> **STATED TASK**:
List each line below that contains the string "banner", copying every such line in full.

Excerpts from segmentation records:
..........

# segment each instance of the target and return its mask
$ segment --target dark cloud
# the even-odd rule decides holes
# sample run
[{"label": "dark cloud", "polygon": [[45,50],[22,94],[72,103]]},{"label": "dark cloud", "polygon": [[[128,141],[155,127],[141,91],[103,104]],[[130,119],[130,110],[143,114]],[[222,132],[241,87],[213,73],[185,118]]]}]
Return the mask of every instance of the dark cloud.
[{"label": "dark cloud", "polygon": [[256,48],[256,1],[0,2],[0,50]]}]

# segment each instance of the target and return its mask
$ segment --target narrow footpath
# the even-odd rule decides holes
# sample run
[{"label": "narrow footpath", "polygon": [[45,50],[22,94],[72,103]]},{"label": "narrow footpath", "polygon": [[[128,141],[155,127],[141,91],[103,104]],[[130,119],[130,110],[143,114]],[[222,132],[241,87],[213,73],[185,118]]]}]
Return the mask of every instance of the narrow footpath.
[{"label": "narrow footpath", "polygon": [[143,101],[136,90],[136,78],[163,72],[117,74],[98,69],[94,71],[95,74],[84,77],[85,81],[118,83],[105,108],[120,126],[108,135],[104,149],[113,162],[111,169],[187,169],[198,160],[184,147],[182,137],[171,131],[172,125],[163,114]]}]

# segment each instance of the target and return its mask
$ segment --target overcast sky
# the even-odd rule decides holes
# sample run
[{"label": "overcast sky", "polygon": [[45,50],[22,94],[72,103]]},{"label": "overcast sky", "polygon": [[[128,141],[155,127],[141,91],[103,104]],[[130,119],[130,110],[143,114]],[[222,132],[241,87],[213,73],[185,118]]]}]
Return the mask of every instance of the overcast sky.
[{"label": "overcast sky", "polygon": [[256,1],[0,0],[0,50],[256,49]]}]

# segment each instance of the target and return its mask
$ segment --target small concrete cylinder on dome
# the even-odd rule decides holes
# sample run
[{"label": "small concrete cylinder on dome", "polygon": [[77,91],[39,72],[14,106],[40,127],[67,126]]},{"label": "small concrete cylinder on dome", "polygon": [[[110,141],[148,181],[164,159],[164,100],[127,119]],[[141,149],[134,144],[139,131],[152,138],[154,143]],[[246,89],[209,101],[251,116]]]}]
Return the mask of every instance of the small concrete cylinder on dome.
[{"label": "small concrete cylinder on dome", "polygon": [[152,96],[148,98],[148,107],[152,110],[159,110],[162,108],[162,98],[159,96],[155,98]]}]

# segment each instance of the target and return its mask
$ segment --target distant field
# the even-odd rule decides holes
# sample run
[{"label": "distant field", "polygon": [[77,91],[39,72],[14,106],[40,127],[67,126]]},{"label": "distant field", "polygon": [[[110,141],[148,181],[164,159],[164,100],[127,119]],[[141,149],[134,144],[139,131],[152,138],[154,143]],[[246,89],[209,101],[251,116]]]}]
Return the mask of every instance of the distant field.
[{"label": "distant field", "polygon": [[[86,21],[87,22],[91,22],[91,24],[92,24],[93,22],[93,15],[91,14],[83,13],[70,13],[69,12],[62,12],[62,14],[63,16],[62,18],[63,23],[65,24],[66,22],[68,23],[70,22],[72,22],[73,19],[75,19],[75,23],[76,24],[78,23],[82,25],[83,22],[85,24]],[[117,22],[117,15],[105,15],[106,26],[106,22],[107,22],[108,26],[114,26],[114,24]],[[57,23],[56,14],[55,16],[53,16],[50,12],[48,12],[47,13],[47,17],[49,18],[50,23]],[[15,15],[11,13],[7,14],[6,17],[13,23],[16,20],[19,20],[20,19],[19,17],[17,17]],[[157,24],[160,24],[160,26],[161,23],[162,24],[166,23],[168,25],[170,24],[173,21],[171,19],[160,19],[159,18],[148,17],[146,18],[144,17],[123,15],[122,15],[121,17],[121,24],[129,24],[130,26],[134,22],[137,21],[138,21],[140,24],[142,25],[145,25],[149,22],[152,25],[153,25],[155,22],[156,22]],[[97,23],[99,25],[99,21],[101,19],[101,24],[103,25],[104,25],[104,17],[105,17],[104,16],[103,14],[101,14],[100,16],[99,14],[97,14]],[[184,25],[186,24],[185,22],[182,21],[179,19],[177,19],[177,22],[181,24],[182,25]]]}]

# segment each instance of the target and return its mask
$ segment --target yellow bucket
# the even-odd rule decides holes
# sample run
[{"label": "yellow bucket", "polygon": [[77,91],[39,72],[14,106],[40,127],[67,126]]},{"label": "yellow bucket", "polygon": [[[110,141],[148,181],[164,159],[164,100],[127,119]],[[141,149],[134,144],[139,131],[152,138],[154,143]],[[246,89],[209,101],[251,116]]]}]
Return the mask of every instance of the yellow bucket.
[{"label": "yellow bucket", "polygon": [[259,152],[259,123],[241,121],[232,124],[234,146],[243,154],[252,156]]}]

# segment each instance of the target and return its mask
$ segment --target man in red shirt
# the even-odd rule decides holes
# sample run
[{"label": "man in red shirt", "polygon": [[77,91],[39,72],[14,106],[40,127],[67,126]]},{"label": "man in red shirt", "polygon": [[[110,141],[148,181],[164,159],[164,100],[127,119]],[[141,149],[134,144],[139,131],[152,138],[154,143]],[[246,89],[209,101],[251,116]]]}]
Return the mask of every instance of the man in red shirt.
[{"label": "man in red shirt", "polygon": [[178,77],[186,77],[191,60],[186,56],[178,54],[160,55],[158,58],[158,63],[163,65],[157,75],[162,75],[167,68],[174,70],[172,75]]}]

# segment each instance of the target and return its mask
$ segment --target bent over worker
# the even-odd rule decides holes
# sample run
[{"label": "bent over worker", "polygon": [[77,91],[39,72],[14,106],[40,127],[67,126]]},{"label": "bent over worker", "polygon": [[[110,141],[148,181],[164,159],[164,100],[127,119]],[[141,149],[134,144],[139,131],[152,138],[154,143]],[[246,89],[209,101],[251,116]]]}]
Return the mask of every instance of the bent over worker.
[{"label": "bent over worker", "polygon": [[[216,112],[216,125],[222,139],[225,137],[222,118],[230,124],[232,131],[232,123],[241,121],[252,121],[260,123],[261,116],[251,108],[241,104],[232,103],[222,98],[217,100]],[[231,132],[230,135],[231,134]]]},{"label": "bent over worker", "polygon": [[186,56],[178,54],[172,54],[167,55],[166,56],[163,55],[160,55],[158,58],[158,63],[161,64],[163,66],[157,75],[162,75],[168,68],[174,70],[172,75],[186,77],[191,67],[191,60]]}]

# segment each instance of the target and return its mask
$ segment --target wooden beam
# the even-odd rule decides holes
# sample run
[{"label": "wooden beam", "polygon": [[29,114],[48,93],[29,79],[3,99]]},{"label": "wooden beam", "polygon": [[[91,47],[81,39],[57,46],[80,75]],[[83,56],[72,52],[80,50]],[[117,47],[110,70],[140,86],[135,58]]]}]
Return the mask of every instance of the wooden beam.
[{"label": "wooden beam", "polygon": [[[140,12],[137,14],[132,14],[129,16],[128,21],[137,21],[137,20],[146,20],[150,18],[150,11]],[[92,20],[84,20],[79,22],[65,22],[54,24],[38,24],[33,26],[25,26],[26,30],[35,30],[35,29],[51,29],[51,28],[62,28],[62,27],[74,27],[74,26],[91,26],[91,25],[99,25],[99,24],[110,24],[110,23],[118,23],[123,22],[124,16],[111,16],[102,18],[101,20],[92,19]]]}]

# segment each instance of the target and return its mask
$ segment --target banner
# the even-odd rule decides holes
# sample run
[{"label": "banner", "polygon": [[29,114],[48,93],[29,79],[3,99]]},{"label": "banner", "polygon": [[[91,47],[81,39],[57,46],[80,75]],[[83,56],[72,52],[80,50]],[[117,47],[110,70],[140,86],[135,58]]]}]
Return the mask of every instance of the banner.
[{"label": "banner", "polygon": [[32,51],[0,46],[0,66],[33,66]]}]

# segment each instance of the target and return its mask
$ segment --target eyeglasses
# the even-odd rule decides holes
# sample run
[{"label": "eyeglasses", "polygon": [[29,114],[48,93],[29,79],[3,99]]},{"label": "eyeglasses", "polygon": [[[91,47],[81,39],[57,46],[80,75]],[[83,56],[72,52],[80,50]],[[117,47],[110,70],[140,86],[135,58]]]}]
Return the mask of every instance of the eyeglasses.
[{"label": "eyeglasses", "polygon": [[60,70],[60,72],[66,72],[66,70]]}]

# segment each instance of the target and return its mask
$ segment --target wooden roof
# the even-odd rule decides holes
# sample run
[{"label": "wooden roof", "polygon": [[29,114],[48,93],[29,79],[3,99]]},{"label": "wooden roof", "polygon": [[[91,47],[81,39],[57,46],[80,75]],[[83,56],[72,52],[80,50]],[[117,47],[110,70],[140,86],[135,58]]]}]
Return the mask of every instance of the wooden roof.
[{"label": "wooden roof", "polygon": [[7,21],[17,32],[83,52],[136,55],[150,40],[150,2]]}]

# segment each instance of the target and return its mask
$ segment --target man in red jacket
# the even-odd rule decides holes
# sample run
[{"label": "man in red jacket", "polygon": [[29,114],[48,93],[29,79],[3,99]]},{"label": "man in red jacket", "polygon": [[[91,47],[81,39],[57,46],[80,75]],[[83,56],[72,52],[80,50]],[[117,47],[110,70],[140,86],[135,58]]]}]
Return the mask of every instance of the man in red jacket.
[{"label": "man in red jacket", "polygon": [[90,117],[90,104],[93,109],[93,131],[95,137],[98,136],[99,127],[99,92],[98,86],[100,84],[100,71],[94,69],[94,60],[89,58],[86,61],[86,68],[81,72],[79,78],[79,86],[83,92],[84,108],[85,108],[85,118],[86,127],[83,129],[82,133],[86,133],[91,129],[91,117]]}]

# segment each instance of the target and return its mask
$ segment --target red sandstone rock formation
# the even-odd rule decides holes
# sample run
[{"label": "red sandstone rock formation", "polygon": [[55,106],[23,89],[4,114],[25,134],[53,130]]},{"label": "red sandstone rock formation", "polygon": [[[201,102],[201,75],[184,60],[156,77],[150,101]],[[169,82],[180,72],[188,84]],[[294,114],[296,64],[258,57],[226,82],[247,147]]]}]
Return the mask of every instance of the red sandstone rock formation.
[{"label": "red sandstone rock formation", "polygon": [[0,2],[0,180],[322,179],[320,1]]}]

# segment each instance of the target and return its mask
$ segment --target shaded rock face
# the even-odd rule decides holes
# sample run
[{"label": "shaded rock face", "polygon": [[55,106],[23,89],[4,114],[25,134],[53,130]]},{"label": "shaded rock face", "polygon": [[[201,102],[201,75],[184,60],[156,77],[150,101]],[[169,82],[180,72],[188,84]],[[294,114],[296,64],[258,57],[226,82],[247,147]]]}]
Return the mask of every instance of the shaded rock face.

..........

> **WRITTEN ANSWER**:
$ segment --target banner
[{"label": "banner", "polygon": [[29,114],[48,93],[29,79],[3,99]]},{"label": "banner", "polygon": [[[91,47],[81,39],[57,46],[80,75]],[[83,56],[72,52],[80,50]],[[117,47],[110,70],[140,86],[135,58]]]}]
Return the mask of every instance of the banner.
[{"label": "banner", "polygon": [[32,51],[0,46],[0,66],[33,66]]}]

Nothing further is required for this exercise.